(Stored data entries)
┌────────
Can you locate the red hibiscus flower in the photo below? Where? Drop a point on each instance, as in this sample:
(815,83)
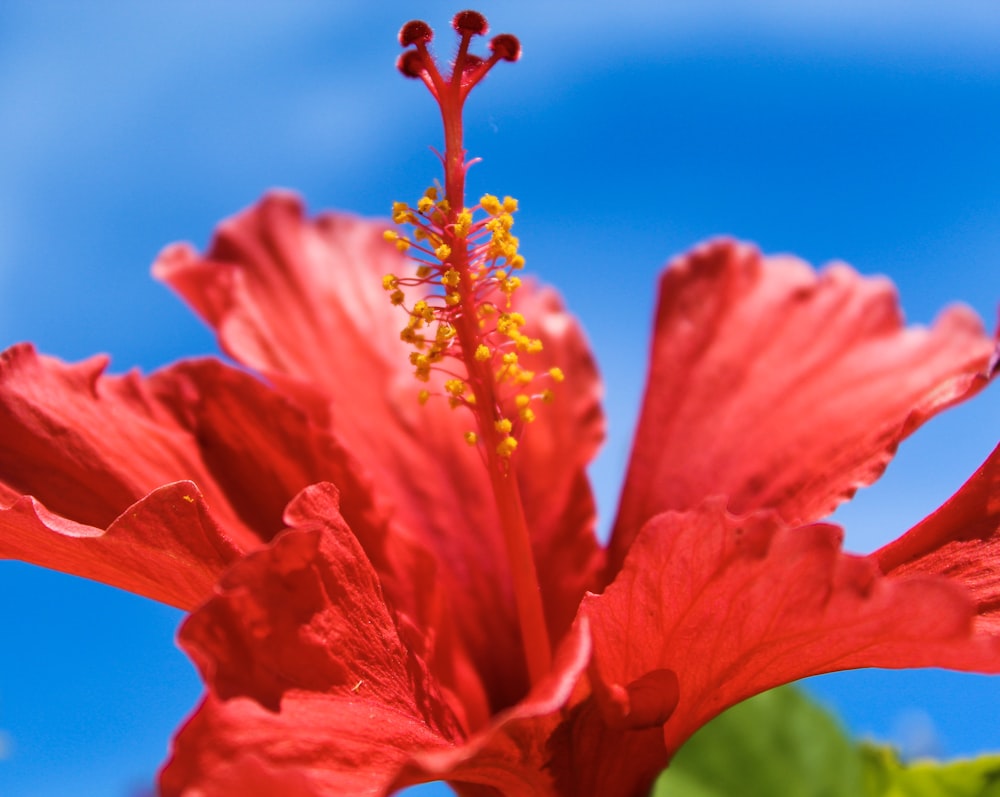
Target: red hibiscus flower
(391,563)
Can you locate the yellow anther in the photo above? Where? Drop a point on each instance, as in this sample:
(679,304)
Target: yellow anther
(423,311)
(490,204)
(506,447)
(409,336)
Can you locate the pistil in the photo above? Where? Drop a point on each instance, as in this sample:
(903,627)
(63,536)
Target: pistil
(475,329)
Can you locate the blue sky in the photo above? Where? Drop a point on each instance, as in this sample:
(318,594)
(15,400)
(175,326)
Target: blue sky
(862,131)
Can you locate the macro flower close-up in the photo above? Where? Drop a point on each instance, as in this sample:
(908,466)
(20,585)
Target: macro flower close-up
(375,509)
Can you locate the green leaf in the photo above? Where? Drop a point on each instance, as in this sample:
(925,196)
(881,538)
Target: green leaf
(781,744)
(886,776)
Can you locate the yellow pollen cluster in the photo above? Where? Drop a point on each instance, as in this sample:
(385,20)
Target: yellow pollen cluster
(466,275)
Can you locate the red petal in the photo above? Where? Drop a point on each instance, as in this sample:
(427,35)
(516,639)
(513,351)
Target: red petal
(733,607)
(783,389)
(302,301)
(89,446)
(166,546)
(961,542)
(314,691)
(310,682)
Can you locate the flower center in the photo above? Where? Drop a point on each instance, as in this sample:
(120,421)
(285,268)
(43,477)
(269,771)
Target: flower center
(463,321)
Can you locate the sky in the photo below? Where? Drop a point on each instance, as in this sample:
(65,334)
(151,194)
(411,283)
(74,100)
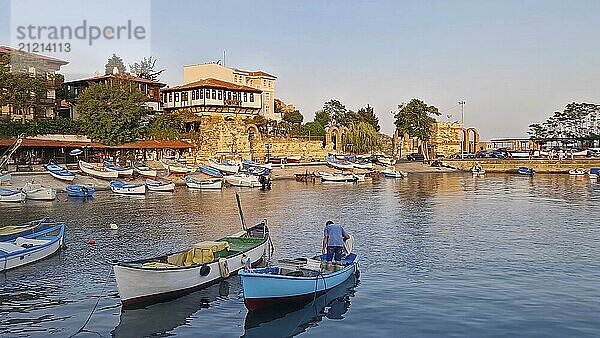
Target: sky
(512,62)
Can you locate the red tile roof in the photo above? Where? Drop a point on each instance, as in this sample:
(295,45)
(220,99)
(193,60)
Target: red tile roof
(213,83)
(127,77)
(142,144)
(49,59)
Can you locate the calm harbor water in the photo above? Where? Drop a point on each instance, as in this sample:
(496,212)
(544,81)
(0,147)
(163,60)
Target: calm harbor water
(442,255)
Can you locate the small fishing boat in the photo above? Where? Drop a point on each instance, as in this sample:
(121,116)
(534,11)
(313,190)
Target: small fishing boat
(298,280)
(477,170)
(243,180)
(337,177)
(97,172)
(122,171)
(332,161)
(212,183)
(210,171)
(153,185)
(59,172)
(526,171)
(75,152)
(144,170)
(11,232)
(363,164)
(577,172)
(37,192)
(390,172)
(225,167)
(30,248)
(178,168)
(119,187)
(80,190)
(145,281)
(8,195)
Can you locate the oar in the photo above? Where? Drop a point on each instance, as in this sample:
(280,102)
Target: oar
(237,197)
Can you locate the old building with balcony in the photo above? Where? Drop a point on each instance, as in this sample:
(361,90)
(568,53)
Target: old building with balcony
(213,97)
(150,88)
(40,107)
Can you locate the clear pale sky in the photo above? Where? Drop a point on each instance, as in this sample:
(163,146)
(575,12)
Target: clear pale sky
(514,62)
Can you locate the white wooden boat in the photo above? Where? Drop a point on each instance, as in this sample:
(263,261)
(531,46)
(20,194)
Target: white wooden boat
(226,167)
(337,177)
(8,195)
(122,171)
(144,170)
(211,183)
(59,172)
(119,187)
(153,185)
(98,172)
(243,180)
(30,248)
(390,172)
(35,191)
(146,281)
(577,172)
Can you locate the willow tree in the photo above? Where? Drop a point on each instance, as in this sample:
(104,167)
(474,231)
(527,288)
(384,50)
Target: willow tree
(362,138)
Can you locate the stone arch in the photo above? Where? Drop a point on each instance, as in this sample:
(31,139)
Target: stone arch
(472,142)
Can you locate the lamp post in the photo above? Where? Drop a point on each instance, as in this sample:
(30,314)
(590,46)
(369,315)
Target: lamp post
(462,121)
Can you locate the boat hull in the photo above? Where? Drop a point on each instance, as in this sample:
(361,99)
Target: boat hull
(33,254)
(263,290)
(139,286)
(97,172)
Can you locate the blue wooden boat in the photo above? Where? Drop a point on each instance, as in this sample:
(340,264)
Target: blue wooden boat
(59,172)
(11,232)
(80,191)
(30,248)
(210,171)
(122,171)
(526,171)
(299,280)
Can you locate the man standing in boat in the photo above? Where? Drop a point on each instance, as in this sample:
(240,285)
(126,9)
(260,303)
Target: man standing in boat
(333,242)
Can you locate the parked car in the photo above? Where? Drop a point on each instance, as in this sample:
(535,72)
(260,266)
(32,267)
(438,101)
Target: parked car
(415,157)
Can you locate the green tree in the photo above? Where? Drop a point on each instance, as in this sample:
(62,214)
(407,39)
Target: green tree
(111,113)
(337,111)
(323,118)
(146,69)
(114,61)
(314,128)
(367,115)
(166,127)
(24,83)
(293,117)
(414,118)
(363,137)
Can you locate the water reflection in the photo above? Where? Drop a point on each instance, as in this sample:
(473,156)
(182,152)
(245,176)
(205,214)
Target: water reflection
(293,321)
(159,319)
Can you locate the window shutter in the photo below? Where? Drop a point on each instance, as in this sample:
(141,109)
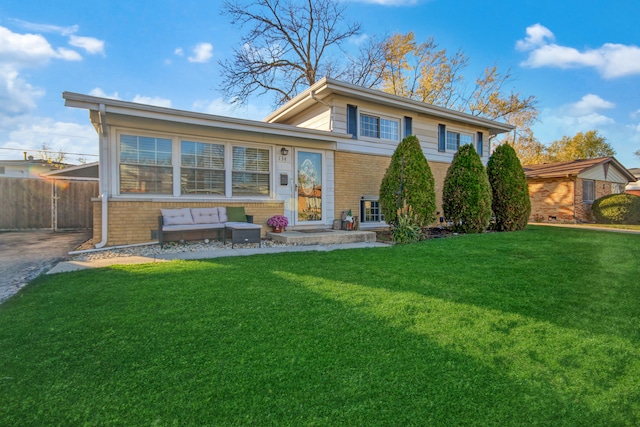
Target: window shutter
└────────
▶ ASSIGNED TASK
The pictures stay out; copy the rest of the data word for word.

▶ TASK SOLUTION
Can you locate the red hibiscus flower in the photo below? Where? Drop a point on each instance, as in this sample:
(815,83)
Target: red hibiscus flower
(391,563)
Can you locate the yellow anther in the photo above? Where? Drop a point on each instance, as in this sample:
(679,304)
Target: yellow anther
(423,311)
(490,204)
(506,447)
(409,336)
Can you locate the pistil in the photo above? Where? Drop a point on each instance, as in this sample:
(903,627)
(63,536)
Target: pistil
(475,329)
Can you locate the blue sky in the photo above? Where? Drop a point on each instance, as in this sample:
(318,594)
(15,400)
(175,326)
Target: blue sky
(862,131)
Can you locate the macro flower close-up in the photo above? Where? Drop a point on each instance, as in this sample:
(908,466)
(20,585)
Target: macro flower close-up
(375,509)
Can you locate the green leaf in the photo above? Where? Drop a point on each instance, as in this sample:
(925,196)
(881,538)
Target: green leaf
(781,744)
(886,776)
Can you locate the yellow pollen cluster in the photo above? Where? Drop a point on each instance, as in this sample:
(385,20)
Target: yellow pollen cluster
(466,275)
Can you locate the red petal in the photo above? Where? Drop a point on each instance, as in this sample:
(427,35)
(516,639)
(513,351)
Target: red petal
(733,607)
(783,389)
(302,301)
(89,446)
(166,546)
(961,542)
(314,691)
(310,682)
Can you locate the flower center in the photo above? Where? Drop a point on each instance, as in this sample:
(120,421)
(285,268)
(43,477)
(269,771)
Target: flower center
(463,321)
Can you locate the sky in the photo below? Where? Drop a point on each instance, as in this sample:
(65,334)
(151,194)
(411,283)
(74,100)
Target: sky
(512,62)
Can you locate the red tile roof in the photo above? Where? Drop a point on each instance, as in this sample:
(295,45)
(220,99)
(193,60)
Target: red tile roof
(213,83)
(127,77)
(142,144)
(49,59)
Can you locate the calm harbor water in the photo above? Where? Drop a point on each instance, as in this sample:
(496,212)
(544,81)
(0,147)
(163,60)
Target: calm harbor water
(442,255)
Can you locate the small fishing boat in the photo above? Where? Drop a point on each instance, as in this sample:
(121,116)
(534,11)
(313,190)
Target: small fishing boat
(298,280)
(477,170)
(243,180)
(337,177)
(97,172)
(122,171)
(332,161)
(212,183)
(210,171)
(153,185)
(59,172)
(526,171)
(75,152)
(144,170)
(11,232)
(363,164)
(577,172)
(37,192)
(390,172)
(225,167)
(30,248)
(178,168)
(119,187)
(80,190)
(145,281)
(8,195)
Can you locate the oar in the photo above? Where? Drop a point on each instance, as in this sample:
(280,102)
Target: oar
(237,197)
Can you locate the old building with balcony in the photo above? Where? Drop a point on each instance, as in this sample:
(361,90)
(568,53)
Target: old building with balcony
(213,97)
(150,88)
(40,107)
Can you locate the clear pale sky in the photo above? Where? Drop a point on each instance, as in this sample:
(163,146)
(575,12)
Target: clear pale sky
(514,62)
Can you locate the white wooden boat in the photo above? Where? Drop a point on each instance, as in this sample:
(263,261)
(531,46)
(20,194)
Target: white wooden boat
(226,167)
(337,177)
(8,195)
(122,171)
(144,170)
(211,183)
(59,172)
(119,187)
(153,185)
(98,172)
(243,180)
(30,248)
(390,172)
(35,191)
(146,281)
(577,172)
Can you locate the willow tree in the photo above? Where? Drop a point on each instance, as in this sample:
(104,167)
(474,231)
(527,288)
(384,50)
Target: willow tree
(362,138)
Can you locate the stone arch in the photo above? Where? Drop a point on each instance, as in this sample:
(31,139)
Target: stone arch
(472,142)
Can you locate the lamp post in the photo above? Where? Drop a point on each instance, as in this sample:
(30,314)
(590,46)
(369,315)
Target: lamp post
(462,121)
Can you locate the boat hull in the photo above? Where? Drop a point on each instance, as in this sample:
(361,99)
Target: boat hull
(33,254)
(263,290)
(139,286)
(97,172)
Can you locate the blue wooden boat in the photo above? Where? Drop a point on each instance, as in this sample:
(340,264)
Target: blue wooden boat
(59,172)
(11,232)
(80,191)
(30,248)
(210,171)
(122,171)
(526,171)
(299,280)
Can you locate the man standing in boat in the photo above? Where? Drop a point on each instance, as in this sample:
(240,285)
(126,9)
(260,303)
Target: man standing in boat
(333,242)
Can you locate the parked car in the photo above? Where? Drop a point on each instance, as in this sample:
(535,72)
(260,266)
(32,267)
(438,101)
Target: parked car
(415,157)
Can you locate the green tree in the photo above? Where? Drop a point on each instance, as in this sample:
(62,214)
(407,39)
Target: green tree
(111,113)
(337,111)
(323,118)
(146,69)
(114,61)
(314,128)
(367,115)
(166,127)
(24,83)
(293,117)
(414,118)
(363,137)
Can you locate the water reflection in the photo above? Where? Drop a point on each instance, as in this sample:
(473,156)
(182,152)
(245,176)
(205,214)
Target: water reflection
(293,321)
(159,319)
Can you locate the window shutter in the photo below? Where? Drop a point on each instance, as in this sample:
(141,109)
Target: window shutter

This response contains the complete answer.